## Begin Provided records

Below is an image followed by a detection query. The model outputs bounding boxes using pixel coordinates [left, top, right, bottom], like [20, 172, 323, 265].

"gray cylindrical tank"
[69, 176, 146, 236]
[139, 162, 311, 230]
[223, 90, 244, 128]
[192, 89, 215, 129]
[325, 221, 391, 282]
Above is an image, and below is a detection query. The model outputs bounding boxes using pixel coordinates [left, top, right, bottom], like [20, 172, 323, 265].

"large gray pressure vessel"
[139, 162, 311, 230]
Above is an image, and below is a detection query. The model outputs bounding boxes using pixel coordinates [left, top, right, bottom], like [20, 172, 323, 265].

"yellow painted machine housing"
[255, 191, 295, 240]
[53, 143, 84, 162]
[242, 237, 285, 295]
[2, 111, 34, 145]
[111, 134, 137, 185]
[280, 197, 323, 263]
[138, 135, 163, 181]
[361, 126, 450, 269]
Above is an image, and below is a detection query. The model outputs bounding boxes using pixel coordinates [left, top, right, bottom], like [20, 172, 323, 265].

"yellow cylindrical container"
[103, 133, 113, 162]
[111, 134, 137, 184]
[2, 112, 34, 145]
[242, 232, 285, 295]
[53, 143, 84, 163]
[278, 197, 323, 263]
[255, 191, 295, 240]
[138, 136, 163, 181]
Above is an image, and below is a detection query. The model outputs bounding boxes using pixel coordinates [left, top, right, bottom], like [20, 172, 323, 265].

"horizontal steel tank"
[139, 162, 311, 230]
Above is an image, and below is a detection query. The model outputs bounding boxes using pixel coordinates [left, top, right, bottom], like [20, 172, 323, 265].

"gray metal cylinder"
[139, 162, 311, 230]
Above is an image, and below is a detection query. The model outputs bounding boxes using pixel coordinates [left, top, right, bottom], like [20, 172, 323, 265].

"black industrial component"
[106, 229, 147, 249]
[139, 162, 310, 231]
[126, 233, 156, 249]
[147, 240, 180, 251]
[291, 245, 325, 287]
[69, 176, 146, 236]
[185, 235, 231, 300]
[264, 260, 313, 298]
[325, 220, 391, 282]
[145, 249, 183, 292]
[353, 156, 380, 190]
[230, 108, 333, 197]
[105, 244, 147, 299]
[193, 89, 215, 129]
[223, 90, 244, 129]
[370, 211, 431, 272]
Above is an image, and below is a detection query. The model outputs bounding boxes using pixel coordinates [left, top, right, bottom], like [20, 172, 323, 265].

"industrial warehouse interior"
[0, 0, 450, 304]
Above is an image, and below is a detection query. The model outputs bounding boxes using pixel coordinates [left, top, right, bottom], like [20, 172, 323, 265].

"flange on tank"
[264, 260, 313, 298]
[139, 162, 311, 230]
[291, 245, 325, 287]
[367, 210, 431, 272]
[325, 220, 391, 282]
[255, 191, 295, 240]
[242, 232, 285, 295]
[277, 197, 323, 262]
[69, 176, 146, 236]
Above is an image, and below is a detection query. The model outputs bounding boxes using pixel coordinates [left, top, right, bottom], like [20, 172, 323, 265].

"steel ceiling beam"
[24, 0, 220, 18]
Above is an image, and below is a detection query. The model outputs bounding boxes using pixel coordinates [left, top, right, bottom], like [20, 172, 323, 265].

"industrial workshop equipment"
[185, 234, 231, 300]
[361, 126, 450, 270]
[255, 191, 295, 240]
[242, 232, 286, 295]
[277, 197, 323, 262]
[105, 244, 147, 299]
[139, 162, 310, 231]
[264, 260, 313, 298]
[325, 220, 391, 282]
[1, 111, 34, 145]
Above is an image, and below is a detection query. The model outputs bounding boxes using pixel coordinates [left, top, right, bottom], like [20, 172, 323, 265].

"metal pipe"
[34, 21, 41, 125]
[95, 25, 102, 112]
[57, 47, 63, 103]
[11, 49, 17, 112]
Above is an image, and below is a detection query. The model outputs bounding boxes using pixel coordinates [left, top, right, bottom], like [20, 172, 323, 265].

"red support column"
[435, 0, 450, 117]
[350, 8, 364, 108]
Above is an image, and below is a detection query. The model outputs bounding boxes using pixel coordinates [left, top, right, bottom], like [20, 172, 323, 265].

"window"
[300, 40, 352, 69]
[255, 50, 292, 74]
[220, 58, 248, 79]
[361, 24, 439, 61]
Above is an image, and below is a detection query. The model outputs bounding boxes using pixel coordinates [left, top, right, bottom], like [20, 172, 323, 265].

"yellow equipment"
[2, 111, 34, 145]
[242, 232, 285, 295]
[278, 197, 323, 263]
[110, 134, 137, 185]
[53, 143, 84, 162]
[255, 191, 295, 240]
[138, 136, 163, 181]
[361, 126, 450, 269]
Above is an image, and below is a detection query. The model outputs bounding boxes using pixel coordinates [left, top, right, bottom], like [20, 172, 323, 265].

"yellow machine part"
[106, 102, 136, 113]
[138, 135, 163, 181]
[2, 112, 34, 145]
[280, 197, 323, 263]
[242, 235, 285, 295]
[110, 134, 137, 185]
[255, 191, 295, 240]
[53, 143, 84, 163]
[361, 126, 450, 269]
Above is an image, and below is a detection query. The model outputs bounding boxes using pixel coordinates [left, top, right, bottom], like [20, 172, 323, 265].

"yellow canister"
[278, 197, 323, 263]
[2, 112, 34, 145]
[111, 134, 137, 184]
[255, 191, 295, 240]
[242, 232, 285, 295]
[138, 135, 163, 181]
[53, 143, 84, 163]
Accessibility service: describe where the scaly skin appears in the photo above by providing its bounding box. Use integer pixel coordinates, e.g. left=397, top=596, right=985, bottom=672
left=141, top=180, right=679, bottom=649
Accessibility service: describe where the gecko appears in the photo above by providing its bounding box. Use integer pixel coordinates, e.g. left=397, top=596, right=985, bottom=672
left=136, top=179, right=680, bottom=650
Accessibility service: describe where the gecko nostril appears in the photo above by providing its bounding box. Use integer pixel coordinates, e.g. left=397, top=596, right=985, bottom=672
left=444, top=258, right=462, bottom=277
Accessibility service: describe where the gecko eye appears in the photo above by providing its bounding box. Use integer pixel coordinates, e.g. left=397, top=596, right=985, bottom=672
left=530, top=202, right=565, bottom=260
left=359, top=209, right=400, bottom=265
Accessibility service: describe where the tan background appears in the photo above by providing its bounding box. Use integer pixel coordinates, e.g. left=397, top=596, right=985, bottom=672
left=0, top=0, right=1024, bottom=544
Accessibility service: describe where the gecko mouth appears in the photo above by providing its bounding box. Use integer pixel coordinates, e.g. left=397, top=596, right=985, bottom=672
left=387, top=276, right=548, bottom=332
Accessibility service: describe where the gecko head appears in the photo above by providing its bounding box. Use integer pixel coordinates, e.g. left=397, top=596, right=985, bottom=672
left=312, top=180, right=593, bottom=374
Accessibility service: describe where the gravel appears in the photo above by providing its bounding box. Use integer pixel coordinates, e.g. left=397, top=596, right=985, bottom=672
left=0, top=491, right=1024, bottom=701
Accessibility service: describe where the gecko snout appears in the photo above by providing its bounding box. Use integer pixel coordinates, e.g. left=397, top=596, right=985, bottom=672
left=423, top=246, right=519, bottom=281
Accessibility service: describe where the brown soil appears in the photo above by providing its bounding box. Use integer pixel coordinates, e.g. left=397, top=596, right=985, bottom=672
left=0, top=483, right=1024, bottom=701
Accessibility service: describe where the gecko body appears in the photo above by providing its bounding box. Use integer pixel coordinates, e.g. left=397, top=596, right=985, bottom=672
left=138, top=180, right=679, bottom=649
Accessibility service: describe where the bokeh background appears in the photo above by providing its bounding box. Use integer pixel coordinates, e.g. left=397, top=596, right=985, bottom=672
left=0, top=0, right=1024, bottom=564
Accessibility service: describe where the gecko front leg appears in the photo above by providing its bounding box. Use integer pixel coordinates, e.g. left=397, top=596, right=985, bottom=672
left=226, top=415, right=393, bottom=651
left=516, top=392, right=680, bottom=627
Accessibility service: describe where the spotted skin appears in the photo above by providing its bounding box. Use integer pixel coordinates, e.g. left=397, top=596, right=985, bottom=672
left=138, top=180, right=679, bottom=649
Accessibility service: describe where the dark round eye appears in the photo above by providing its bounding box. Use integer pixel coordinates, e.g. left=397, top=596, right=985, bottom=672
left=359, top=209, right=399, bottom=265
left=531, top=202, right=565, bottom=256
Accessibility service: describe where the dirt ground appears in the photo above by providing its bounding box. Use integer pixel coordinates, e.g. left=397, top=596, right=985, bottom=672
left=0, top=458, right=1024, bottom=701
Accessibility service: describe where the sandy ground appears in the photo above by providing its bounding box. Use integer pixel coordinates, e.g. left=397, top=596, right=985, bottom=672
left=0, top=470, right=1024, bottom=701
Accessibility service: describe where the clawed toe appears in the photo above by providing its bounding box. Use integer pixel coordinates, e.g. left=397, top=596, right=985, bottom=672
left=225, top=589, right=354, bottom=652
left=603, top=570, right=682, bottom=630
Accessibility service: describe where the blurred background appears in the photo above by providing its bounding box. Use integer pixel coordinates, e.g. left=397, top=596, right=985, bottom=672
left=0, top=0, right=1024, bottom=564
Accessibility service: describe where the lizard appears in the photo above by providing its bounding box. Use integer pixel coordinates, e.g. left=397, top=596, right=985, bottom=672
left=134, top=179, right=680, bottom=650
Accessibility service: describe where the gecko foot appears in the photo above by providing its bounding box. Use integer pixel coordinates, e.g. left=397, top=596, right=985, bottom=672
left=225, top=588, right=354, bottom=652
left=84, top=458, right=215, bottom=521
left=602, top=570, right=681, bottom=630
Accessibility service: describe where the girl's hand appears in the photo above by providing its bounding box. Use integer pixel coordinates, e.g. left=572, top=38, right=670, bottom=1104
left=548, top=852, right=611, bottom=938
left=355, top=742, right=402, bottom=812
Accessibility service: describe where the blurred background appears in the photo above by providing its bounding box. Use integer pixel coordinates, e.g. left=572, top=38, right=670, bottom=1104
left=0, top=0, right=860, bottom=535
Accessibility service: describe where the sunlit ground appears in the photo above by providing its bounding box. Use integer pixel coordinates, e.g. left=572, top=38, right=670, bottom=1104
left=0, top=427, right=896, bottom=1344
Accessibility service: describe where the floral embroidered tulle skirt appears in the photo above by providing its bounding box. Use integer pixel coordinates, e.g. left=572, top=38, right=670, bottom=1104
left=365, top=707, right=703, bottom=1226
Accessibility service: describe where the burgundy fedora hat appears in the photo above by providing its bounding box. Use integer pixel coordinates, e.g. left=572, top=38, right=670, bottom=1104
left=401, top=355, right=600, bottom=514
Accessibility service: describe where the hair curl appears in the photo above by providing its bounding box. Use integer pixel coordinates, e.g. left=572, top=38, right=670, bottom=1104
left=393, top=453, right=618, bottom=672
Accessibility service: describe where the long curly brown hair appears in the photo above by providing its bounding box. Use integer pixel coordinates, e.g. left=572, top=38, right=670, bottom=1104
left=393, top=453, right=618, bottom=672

## End Provided records

What to produce: Duplicate the lines above, from the line containing "Accessibility service: describe where the gecko front" up to and including the line containing "left=531, top=202, right=565, bottom=256".

Complete answer:
Accessibility service: describe where the gecko front leg appears in the photo above by providing its bounding box. Use integer pixel coordinates, e.g. left=397, top=596, right=985, bottom=672
left=226, top=415, right=393, bottom=651
left=516, top=392, right=680, bottom=627
Accessibility service: describe where the spotted skin appears in the photo above by providing its bounding box. Use integer pixel coordinates, e.g. left=397, top=596, right=985, bottom=672
left=138, top=180, right=679, bottom=649
Accessibility service: describe where the dark round eye appears in the photo above by providing its bounding box. Use integer pixel coordinates, e.g. left=397, top=596, right=985, bottom=672
left=359, top=209, right=399, bottom=265
left=531, top=202, right=565, bottom=256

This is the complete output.